▶ [Records provided]
++++++++

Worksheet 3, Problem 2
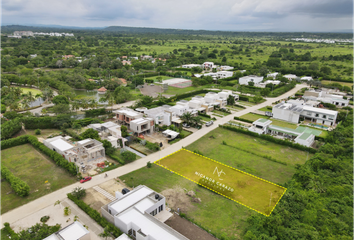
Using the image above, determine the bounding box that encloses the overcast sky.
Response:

++++++++

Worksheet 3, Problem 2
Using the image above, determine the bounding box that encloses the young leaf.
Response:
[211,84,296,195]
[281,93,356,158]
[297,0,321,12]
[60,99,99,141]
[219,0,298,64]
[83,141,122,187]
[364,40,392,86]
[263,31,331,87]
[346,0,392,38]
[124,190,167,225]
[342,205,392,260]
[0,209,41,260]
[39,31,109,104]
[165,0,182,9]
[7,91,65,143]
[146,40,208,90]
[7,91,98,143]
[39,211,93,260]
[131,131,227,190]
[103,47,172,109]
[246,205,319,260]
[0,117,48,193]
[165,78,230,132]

++++++++

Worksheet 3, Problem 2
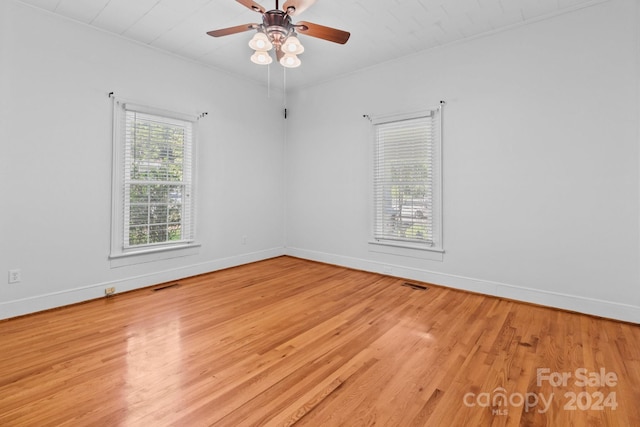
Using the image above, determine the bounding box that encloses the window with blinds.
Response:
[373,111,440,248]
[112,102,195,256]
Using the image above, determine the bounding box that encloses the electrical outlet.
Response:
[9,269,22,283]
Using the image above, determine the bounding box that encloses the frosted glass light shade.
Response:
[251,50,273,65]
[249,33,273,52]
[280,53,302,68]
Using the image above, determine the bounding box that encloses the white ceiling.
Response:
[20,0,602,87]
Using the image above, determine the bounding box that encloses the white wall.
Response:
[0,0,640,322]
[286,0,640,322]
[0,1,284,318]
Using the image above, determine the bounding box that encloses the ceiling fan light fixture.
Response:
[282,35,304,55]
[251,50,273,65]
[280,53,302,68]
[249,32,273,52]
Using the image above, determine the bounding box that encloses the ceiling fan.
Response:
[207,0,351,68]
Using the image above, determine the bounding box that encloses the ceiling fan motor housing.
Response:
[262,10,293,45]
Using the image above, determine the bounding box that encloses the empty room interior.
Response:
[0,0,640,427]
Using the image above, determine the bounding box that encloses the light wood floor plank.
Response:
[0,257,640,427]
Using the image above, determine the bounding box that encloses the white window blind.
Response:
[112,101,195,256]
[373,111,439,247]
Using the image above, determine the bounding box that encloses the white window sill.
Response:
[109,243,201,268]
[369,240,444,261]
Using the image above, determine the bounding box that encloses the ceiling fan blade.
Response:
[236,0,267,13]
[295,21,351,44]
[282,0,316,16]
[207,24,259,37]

++++++++

▶ [Goal]
Can you reproduce the lines verbatim, starting at the line containing "wood floor plank." and stopping after the line containing "[373,111,439,247]"?

▶ [Written answer]
Using the image above, determine the bounding box that encloses the light wood floor plank.
Response:
[0,257,640,427]
Using the image above, determine the bounding box that encloses the white window blind.
Response:
[112,101,195,256]
[373,111,439,247]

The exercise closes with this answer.